## Requirements
Swap "person in uniform" for "uniformed person" throughout the records, leaving every other word unchanged.

-- START OF Raw records --

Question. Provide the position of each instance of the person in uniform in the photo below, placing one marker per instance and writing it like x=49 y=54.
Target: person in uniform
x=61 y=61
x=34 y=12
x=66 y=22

-- END OF Raw records --

## Answer for the task
Question. Provide the position of each instance of the uniformed person in the photo below, placing one marker per instance and writing it like x=49 y=54.
Target: uniformed person
x=61 y=61
x=34 y=12
x=66 y=22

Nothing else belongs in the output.